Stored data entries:
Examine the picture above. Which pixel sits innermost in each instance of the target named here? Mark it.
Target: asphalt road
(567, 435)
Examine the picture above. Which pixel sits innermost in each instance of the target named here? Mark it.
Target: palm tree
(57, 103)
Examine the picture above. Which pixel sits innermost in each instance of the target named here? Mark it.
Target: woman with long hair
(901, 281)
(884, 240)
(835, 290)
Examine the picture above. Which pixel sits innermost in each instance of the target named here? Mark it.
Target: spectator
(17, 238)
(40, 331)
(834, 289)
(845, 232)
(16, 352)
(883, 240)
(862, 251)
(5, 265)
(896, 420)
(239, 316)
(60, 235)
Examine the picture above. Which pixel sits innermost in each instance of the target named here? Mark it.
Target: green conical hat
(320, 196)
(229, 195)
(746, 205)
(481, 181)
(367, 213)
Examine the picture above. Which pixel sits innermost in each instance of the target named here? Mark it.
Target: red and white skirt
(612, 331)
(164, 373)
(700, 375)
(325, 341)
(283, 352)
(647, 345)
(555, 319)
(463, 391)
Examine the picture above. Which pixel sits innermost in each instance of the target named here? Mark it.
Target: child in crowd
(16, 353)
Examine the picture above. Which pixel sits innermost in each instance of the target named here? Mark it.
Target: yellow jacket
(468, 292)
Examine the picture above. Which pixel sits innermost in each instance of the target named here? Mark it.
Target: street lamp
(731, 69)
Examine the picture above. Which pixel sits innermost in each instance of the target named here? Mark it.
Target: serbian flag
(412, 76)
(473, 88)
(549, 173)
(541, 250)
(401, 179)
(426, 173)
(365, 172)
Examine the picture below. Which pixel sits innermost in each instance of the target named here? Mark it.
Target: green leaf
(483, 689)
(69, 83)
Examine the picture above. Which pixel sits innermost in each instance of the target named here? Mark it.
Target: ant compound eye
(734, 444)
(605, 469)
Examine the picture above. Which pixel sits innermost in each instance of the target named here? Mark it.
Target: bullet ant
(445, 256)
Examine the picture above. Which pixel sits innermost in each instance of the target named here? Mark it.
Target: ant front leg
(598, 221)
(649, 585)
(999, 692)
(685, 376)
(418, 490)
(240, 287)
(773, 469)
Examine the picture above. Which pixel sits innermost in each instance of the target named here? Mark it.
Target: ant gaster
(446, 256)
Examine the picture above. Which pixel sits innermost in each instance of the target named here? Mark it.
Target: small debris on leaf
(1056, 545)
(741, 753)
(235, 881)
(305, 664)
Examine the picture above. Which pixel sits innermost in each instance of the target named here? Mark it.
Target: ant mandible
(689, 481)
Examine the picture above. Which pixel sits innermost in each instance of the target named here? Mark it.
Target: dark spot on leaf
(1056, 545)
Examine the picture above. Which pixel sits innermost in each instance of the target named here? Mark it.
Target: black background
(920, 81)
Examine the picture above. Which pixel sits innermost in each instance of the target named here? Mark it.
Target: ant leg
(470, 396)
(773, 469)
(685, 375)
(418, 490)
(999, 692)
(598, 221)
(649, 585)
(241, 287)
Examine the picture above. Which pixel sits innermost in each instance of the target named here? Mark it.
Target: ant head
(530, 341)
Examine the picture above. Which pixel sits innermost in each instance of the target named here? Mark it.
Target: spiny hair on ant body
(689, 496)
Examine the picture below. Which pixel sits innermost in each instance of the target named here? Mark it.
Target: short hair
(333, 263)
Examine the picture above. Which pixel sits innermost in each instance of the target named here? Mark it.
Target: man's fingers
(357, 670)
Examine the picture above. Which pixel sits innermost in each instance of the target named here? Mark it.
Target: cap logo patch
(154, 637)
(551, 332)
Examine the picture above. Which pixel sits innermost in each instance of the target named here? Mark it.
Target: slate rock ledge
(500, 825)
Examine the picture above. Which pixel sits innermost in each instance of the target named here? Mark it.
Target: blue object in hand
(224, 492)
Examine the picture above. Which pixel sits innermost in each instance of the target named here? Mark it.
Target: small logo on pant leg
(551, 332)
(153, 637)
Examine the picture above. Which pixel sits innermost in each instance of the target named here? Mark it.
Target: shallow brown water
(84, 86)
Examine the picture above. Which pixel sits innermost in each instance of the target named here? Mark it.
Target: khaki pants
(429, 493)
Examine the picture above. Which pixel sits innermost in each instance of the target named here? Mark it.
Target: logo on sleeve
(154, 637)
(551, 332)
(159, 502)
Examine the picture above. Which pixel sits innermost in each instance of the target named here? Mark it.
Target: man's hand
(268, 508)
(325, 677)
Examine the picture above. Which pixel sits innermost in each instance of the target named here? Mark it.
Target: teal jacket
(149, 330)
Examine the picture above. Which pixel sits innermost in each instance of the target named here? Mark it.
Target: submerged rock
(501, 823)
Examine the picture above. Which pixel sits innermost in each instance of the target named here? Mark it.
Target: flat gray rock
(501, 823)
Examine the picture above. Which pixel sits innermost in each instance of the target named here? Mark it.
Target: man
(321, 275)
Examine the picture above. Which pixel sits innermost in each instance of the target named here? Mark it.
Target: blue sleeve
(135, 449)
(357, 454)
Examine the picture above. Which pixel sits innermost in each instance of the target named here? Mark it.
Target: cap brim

PROMPT - Reproduce the data. Match each line exactly.

ANSWER SECTION -
Examine the picture above. Which pixel sits innermost in each instance of the target named here? Mark it.
Target: asphalt road
(567, 435)
Examine the picture above. Which pixel sits innermost in each instance of the target named here? Mark it.
Target: palm tree
(57, 103)
Examine the picture above. Which pixel sits innermost in each instance of the target named here? Mark it.
Target: woman with long hair
(901, 281)
(884, 240)
(835, 290)
Examine the picture above. Which pixel sits innermost in each instance of the target named here? Mark it.
Target: spectator
(17, 238)
(40, 331)
(834, 289)
(845, 232)
(16, 352)
(883, 240)
(862, 251)
(5, 265)
(896, 420)
(239, 316)
(60, 235)
Examine the picture above. Which pixel sits innermost in each instance of the target named here? Mark it.
Target: green conical hat
(320, 196)
(229, 195)
(746, 205)
(481, 181)
(367, 213)
Examine the picture above. Which pixel sits innermost in each instance of the target named here? Mark it.
Target: red and white skirt
(612, 331)
(164, 373)
(700, 375)
(325, 341)
(283, 352)
(647, 345)
(555, 319)
(463, 391)
Examine the picture above. Which pixel sits innermost in each instance of the target named here? Mark it.
Target: child in crowd
(16, 353)
Examine the picture above. Which pixel sits innermost in each instance of the target named here? Mark it.
Target: yellow jacket
(468, 292)
Examine the picture above. Which pixel sits innermost in each instance of the target named here? Mark it.
Target: street lamp
(731, 69)
Examine the picture above. Which pixel sits innermost in each instance of the target named here? Mark it.
Target: serbian flag
(412, 76)
(473, 88)
(549, 173)
(541, 250)
(401, 179)
(426, 173)
(365, 172)
Examine the picture below. Which pixel sits innermost in each instance of the target named here? Mark it.
Target: green leaf
(483, 689)
(69, 83)
Examine the picture above. Which pixel sits innermost in each instance of the target named here? Mark it.
Target: ant compound eye
(734, 444)
(605, 469)
Examine the picture above. Which pixel sits innermost in each instance of the target named here? Mark it.
Target: bullet ant
(445, 256)
Examine the picture above. Which pixel sits innermost in each instance of the target named here? Mark it.
Target: ant front leg
(598, 221)
(649, 585)
(999, 692)
(685, 376)
(418, 490)
(240, 287)
(773, 469)
Examine the picture above. Which pixel sits innermost in each instance of the target named here? Mark it.
Target: ant gaster
(446, 256)
Examine the picture above. Which pixel sits innermost in each instance of the target named here? Mark it.
Target: small debris on leaf
(1056, 545)
(741, 753)
(235, 881)
(305, 664)
Examine the picture above. Which pixel sits innermost in each instance of the target named here? Mark it.
Target: ant mandible
(689, 481)
Examine the picture above. Which pixel sits innermost in each instance of the target named here? Mark it.
Target: dark spot on leaf
(1056, 545)
Examine the picture above. Which pixel sits innermost in each instance of the target named here? Mark it.
Target: black background
(920, 81)
Examine the picture above. Which pixel sits innermost in each instance of the target named here? Mark it.
Target: ant leg
(470, 396)
(773, 469)
(685, 375)
(418, 490)
(999, 692)
(598, 221)
(649, 585)
(241, 287)
Examine the picture above. Which pixel sits innermost in each instance of the target named here? Mark it.
Target: ant head
(530, 341)
Examine the picture above. Which pixel sits innermost in each instance of the target named here? Mark it.
Target: spiny hair on ant body
(689, 496)
Examine the picture below. Which pixel sits innermost in each instance of the target named here? Mark it.
Target: short hair
(333, 263)
Examine the picture above. Which pixel sits innermost in each instance of the target named here? Mark it.
Target: man's fingers
(357, 670)
Examine the picture above. Which pixel sits innermost in each instance of the target named here? Mark it.
Target: cap logo patch
(154, 637)
(551, 332)
Examine the picture above. Which pixel sits innermost in each instance of the target named here? Mark it.
Target: slate rock ledge
(500, 825)
Examine the picture above. Which pixel sits innermost in each instance of the target named here? Mark it.
Target: blue object in hand
(224, 492)
Examine the picture above. Which pixel sits innermost in each instance of the target named here? Mark it.
Target: small logo on pant leg
(551, 332)
(153, 637)
Examine the picture above. Which pixel sits innermost in each instance of the target named here? Mark it.
Target: shallow brown water
(84, 86)
Examine the picture above. Which pixel sits innermost in each instance of the target named here? Mark it.
Target: khaki pants
(429, 493)
Examine the picture above. Which pixel sits innermost in each instance of the target named here? Mark it.
Target: logo on sleeve
(154, 637)
(551, 332)
(159, 502)
Examine the picture above. Which pixel sits innermost in each instance of the target named here? Mark it.
Target: man's hand
(268, 508)
(325, 677)
Examine the picture above. Which pixel sits innermost in each instance of the target named here? Mark it.
Target: teal jacket
(149, 330)
Examine the picture above. Which pixel sits innermost in each instance of the target named here? Mark it.
Target: submerged rock
(501, 823)
Examine the picture above. Which pixel sits innermost in each instance of the target named here? Mark it.
Target: flat gray rock
(501, 823)
Examine the picture above. Which pixel sits innermost in each instance of the target named here? Mark it.
Target: man
(321, 275)
Examine the picture above. Which pixel sits innermost in each instance of the target named here? Mark it.
Target: blue sleeve
(135, 449)
(357, 454)
Examine the picture above. Which pixel sits innermost in each instance of the target named here? Mark it.
Target: cap brim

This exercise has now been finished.